[Opening Dataset extract section]
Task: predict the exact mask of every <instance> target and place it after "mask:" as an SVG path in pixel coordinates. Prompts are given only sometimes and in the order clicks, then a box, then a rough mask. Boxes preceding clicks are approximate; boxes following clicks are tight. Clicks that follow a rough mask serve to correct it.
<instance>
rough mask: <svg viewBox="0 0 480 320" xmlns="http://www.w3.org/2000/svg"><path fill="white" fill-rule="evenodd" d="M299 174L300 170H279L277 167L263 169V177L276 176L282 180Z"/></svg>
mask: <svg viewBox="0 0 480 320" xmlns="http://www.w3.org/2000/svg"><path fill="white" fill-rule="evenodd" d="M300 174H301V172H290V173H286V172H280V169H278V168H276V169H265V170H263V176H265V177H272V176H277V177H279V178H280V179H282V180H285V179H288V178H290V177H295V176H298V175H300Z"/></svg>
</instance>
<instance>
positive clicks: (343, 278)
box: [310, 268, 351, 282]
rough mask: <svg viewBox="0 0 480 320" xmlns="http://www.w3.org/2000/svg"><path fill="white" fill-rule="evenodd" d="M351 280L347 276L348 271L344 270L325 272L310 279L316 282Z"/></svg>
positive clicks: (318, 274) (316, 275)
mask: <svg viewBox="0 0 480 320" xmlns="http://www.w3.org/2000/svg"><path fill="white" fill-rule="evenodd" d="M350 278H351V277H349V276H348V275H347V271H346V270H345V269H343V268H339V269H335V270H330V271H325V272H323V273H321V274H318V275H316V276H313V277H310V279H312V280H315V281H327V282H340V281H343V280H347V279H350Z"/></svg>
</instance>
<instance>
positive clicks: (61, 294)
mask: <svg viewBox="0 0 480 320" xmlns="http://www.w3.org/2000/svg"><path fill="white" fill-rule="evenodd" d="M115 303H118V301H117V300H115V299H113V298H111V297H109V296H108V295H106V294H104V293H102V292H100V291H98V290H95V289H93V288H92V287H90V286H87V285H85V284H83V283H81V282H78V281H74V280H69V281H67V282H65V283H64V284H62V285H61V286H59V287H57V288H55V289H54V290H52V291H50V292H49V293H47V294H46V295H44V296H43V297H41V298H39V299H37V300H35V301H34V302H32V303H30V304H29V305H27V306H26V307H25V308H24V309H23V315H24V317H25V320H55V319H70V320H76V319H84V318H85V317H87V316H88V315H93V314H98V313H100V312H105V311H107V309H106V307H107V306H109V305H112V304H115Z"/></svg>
[Closing Dataset extract section]
## Task instructions
Could you write out all the data exactly as it is given?

## Completed task
Task: predict the exact mask of every <instance> target and place it after "mask:" as an SVG path in pixel coordinates. Prompts are given only sometimes and in the order clicks, then a box, then a rough mask. Boxes preceding clicks are approximate; boxes following clicks are tight. Clicks that follow a rough mask serve to correct it.
<instance>
rough mask: <svg viewBox="0 0 480 320" xmlns="http://www.w3.org/2000/svg"><path fill="white" fill-rule="evenodd" d="M299 174L300 170H279L277 167L263 169V177L276 176L282 180Z"/></svg>
mask: <svg viewBox="0 0 480 320" xmlns="http://www.w3.org/2000/svg"><path fill="white" fill-rule="evenodd" d="M300 174H301V172H290V173H286V172H280V169H278V168H276V169H265V170H263V176H265V177H272V176H277V177H279V178H280V179H282V180H285V179H288V178H290V177H295V176H298V175H300Z"/></svg>
</instance>
<instance>
positive clicks: (343, 278)
box: [310, 268, 351, 282]
rough mask: <svg viewBox="0 0 480 320" xmlns="http://www.w3.org/2000/svg"><path fill="white" fill-rule="evenodd" d="M351 280L347 276L348 271L344 270L325 272L310 279L316 282Z"/></svg>
positive clicks: (318, 274) (316, 275)
mask: <svg viewBox="0 0 480 320" xmlns="http://www.w3.org/2000/svg"><path fill="white" fill-rule="evenodd" d="M350 278H351V277H349V276H348V275H347V271H346V270H345V269H343V268H339V269H335V270H330V271H325V272H323V273H321V274H318V275H316V276H313V277H310V279H312V280H315V281H327V282H340V281H343V280H347V279H350Z"/></svg>
</instance>
<instance>
positive clicks: (61, 294)
mask: <svg viewBox="0 0 480 320" xmlns="http://www.w3.org/2000/svg"><path fill="white" fill-rule="evenodd" d="M115 303H118V301H117V300H115V299H113V298H111V297H109V296H108V295H106V294H104V293H102V292H100V291H98V290H95V289H93V288H92V287H90V286H87V285H85V284H83V283H81V282H78V281H74V280H69V281H67V282H65V283H64V284H62V285H61V286H59V287H57V288H55V289H54V290H52V291H50V292H49V293H47V294H46V295H44V296H43V297H41V298H39V299H37V300H35V301H34V302H32V303H30V304H29V305H27V306H26V307H25V308H24V309H23V315H24V317H25V320H55V319H70V320H76V319H84V318H85V317H87V316H88V315H93V314H98V313H100V312H105V311H107V309H106V307H107V306H109V305H112V304H115Z"/></svg>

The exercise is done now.